The Song of the Lark by Willa Cather (1915)
By Nava Atlas | On March 31, 2019 | Updated September 8, 2022 | Comments (4)
The Song of the Lark by Willa Cather, published in 1915, was the third of her twelve novels. It traces the artistic development of Thea Kronberg from Moonstone, her hometown in the desert of Colorado, to the stage of New York’s Metropolitan Opera House.
Thea Kronborg has a dream of becoming a world-class singer. Born into the family of a Swedish Methodist minister in the Colorado village of moonstone, she has a beautiful voice, a driving ambition, and an innate sense of what is true and fine. She sees the surroundings in which she is growing up in as cheap and tawdry, though it’s a part of the booming American West.
The novel story arc follows Thea from her girlhood, when her ambition takes root, to achieving the stature of prima donna at the age of thirty. Thea’s sole focus is on her aspiration to artistic perfection. Her passion for artistic perfection informs everything she does.

(Named object pointing rows)
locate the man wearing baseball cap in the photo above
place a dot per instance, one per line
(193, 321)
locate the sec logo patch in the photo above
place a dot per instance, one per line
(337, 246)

Task set:
- 1) Scale the rows above and write out every line again, requests included. Multiply each coordinate in the answers by 0.4 and round to whole numbers, with halves rounded up.
- 2) Extend the article on Willa Cather's novel The Song of the Lark, picking up from where it stops.

Responses for each task:
- 1)
locate the man wearing baseball cap in the photo above
place a dot per instance, one per line
(77, 128)
locate the sec logo patch in the photo above
place a dot per instance, one per line
(135, 98)

- 2)
The fictional Thea’s professional achievements were inspired by the real-life career of the Wagnerian soprano Olive Fremstad. In 1913, Willa Cather was assigned to write an article for McClure’s magazine about three American opera singers, Louise Homer, Geraldine Farrar, and Olive Fremstad.
Willa had already been planning to write a book about an opera singer, and it was fortuitous that she got to meet the three singers for her interviews. Of the three women, it was Fremstad who interested her most, and she zeroed in on trying to discern what it had taken from the Swedish Fremstad to become a true artist.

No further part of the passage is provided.